● Recorded information:
————————

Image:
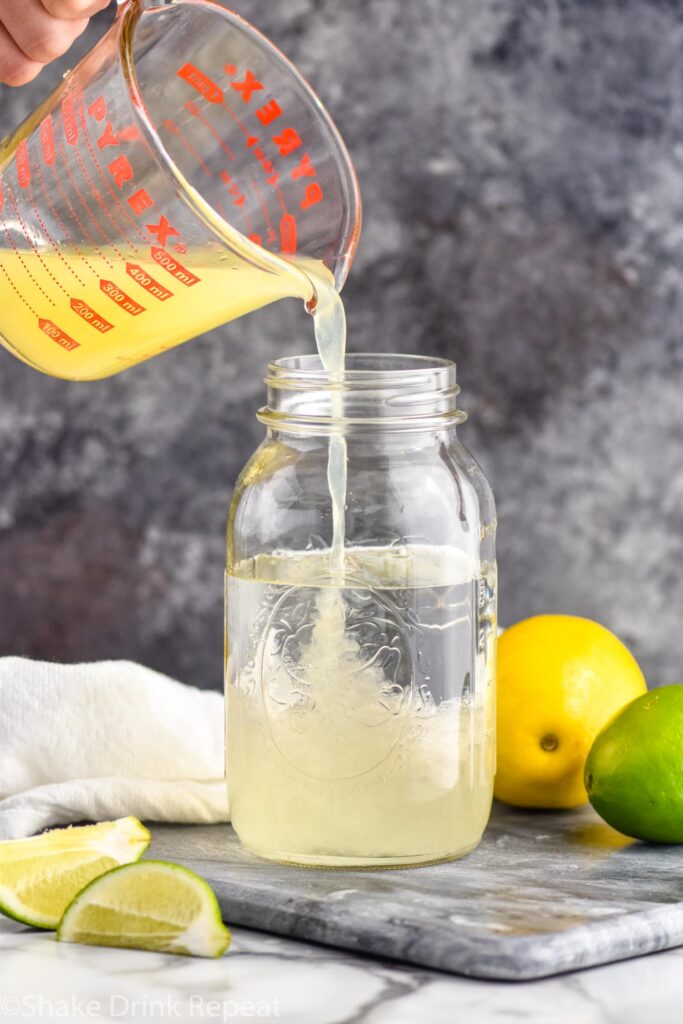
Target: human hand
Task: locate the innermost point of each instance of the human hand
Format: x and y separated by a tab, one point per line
35	32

————————

● Aim: Set down every one of the records above word for word, leaving out the pictures.

● Complete response:
Image:
Target: human hand
Task: locate the innermost point of each instance of the human hand
Format: x and y separated by a tab, one point per line
35	32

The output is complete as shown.